> **Problem requirements**
The full set of records must be printed exactly as given.

(Point-per-instance localization data)
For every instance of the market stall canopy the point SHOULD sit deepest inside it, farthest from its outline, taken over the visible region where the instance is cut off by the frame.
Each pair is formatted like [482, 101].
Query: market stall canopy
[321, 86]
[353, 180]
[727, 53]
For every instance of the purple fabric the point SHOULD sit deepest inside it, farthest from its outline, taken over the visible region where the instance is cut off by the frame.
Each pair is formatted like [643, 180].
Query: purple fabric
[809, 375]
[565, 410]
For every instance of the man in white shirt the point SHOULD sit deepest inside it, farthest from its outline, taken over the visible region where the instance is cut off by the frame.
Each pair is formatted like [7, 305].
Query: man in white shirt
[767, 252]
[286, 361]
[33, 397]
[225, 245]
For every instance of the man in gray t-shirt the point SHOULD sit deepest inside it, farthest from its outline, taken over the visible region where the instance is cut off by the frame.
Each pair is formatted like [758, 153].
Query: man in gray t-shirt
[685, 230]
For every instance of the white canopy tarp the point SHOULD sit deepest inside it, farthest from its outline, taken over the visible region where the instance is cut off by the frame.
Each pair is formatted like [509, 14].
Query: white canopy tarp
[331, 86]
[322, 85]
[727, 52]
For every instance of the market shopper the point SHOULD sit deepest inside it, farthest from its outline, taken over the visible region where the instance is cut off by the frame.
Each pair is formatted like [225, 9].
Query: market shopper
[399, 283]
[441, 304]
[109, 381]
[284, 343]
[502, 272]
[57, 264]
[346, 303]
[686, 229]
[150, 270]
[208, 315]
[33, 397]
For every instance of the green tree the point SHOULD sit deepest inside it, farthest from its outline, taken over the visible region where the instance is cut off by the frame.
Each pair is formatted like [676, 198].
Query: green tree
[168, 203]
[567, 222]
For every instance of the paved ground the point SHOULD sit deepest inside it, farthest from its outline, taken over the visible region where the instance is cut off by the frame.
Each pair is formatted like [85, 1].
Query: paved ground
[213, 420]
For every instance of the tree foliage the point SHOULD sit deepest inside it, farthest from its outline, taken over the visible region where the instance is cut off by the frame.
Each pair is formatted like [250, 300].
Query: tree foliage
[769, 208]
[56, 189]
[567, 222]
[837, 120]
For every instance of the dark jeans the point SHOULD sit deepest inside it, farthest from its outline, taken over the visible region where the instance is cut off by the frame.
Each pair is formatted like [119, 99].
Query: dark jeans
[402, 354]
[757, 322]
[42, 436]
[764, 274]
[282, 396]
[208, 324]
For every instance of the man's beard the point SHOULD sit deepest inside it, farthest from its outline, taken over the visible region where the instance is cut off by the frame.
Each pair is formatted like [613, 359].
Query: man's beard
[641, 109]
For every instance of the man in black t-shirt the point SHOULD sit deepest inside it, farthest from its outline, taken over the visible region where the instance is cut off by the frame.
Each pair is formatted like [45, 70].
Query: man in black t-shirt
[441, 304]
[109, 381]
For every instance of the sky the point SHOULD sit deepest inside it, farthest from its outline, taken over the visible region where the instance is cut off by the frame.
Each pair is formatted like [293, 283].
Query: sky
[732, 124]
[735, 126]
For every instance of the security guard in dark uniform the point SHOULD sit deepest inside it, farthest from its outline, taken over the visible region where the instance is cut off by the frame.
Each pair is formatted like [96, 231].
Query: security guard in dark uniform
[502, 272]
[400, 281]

> **Answer to the exercise**
For every instance of the market stall canopy the point SHOULD sit deepest inside it, farthest from its outline, taken over the visible region where the instance is cut off by the frame.
Each pair is formatted like [482, 101].
Query: market stall canopy
[321, 86]
[353, 180]
[727, 53]
For every instance of the purple fabric the point SHOULD sit deepest inside it, farthest from its outline, taken over the visible region where the instance is cut off by the frame.
Each pair is formatted like [643, 180].
Query: purple fabric
[809, 375]
[565, 410]
For every instance of the man in white shirt the point SHOULD sit deepest inside it, farthest from its outline, taken over the visible region where the instance is cut off by the frame.
Each pair is formatted like [7, 305].
Query: man in white shirt
[767, 252]
[286, 361]
[33, 397]
[225, 245]
For every instance of the man in gray t-shirt the point SHOULD sit deepest inside it, farthest from its outline, taken over the visible region where the instance is cut off by the frame.
Each pair is formatted like [758, 153].
Query: man in gray t-shirt
[685, 230]
For every instance of the white canopy tarp the point SHOULD sit deepest inside it, farthest from its outline, taken over the visible region where the instance is cut off by the frame.
Each pair is formatted like [509, 14].
Query: white canopy tarp
[331, 86]
[322, 85]
[727, 52]
For every instance of the market shopper the point SHOULD sit deepest inside it, farthest from its outline, taken over the visible region where the instance is cut off by the frame.
Each pair is formatted like [225, 9].
Query: market shopper
[399, 283]
[441, 304]
[109, 381]
[284, 343]
[502, 272]
[57, 264]
[346, 303]
[686, 229]
[150, 270]
[208, 315]
[33, 397]
For every instance of the green tree the point SHOULD sit deepest inside it, farthest from its outline, taken over the visible region where the instance is cut off by the frame.
Each pair is formatted like [676, 198].
Query: green tree
[168, 203]
[567, 222]
For every instance of the paved ground the point SHOULD sit deepest inside it, farthest from its outline, taken over the visible region where the instance is cut off by the frame.
Each pair is formatted like [85, 1].
Query: paved ground
[213, 420]
For every instance of the tree foliage the point SHOULD sit deepest inside it, farthest from its outline, taken over the visible region where the instance is cut off by the frame.
Each pair is formatted like [250, 300].
Query: tree foliage
[769, 208]
[56, 189]
[567, 222]
[837, 120]
For every instance of the dark jeans the point SHOULD sit deepest inside it, farthest from its outline, taken over the visible region where the instance is cut off by the frame.
Each pair is formatted like [119, 99].
Query: dark jeans
[402, 354]
[757, 322]
[42, 436]
[764, 274]
[282, 396]
[208, 324]
For every instance of the man's beard the point SHOULD sit deepest inside it, farthest from its outline, taken over the visible region where the instance is cut off by the frame.
Each pair is formatted like [613, 359].
Query: man's beard
[641, 109]
For every instance of the man in black t-shirt the point SHOULD sit deepest inside it, farthest from its outline, taken over the visible region where the instance is cut off by the frame.
Each pair is formatted like [45, 70].
Query: man in black t-shirt
[441, 304]
[109, 381]
For every instance of the sky the point SHOULD sit deepest inside it, farthest from its outline, taken over the visible region where the instance is cut off by the frame.
Each pair is formatted like [293, 283].
Query: sky
[732, 124]
[735, 126]
For every instance of the security guard in dark uniform the point SHOULD sit deepest inside it, farthest from its outline, taken over the visible region where the instance is cut off by the frame.
Each pair is formatted like [96, 231].
Query: security guard in dark uniform
[502, 272]
[400, 281]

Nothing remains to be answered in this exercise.